• [AIM] Repeat the lines between the one holding "Dataset class: woman's hand" and the one holding "[392,412,511,489]", inclusive, with "full visible extent" swapped for "whole visible area" and nothing else changed.

• [DATA]
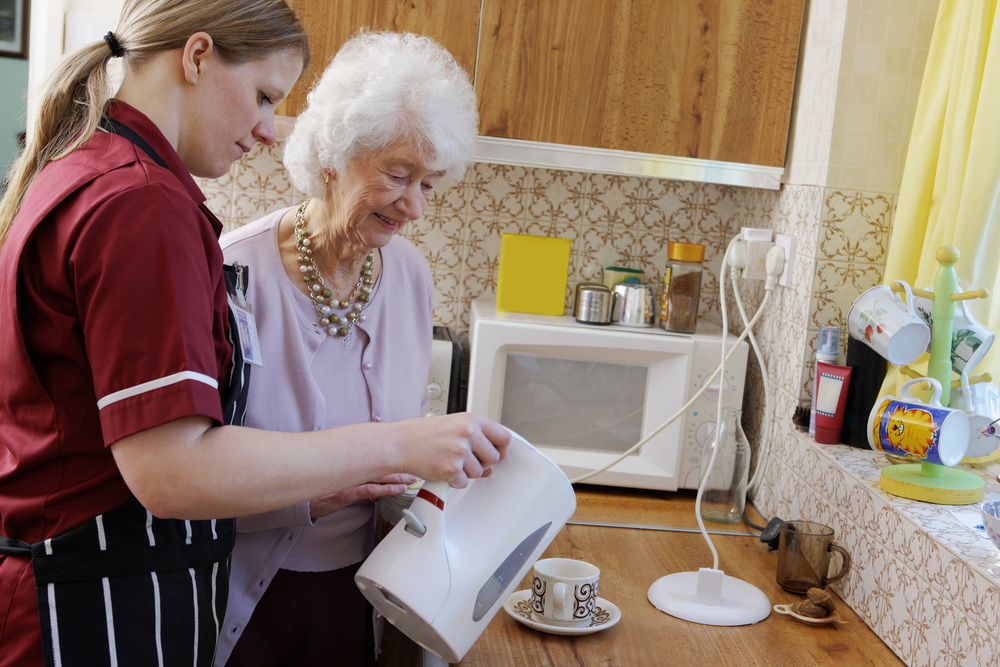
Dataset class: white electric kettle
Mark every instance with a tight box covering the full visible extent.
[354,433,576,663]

---

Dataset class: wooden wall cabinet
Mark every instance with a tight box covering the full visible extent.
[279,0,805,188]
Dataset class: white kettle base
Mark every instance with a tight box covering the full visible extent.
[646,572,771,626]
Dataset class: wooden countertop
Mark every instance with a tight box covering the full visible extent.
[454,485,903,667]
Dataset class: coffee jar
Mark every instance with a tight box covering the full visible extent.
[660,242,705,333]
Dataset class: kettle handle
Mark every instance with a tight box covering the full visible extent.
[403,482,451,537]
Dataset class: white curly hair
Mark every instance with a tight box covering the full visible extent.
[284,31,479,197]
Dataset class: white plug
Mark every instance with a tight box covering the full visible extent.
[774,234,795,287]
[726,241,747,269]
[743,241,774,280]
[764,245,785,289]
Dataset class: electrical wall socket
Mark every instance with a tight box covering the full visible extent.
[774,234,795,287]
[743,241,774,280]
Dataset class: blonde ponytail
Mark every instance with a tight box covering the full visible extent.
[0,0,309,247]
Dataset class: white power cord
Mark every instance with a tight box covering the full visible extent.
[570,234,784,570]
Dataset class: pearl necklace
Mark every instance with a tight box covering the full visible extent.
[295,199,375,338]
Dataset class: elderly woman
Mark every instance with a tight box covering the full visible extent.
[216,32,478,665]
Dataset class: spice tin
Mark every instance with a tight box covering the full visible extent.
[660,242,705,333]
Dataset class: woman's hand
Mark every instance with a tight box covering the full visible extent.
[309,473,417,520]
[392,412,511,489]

• [SOLUTION TO THIS EXERCISE]
Dataset class: woman's hand
Mark every instance with a tight box covering the whole visible area.
[309,473,417,520]
[392,412,511,489]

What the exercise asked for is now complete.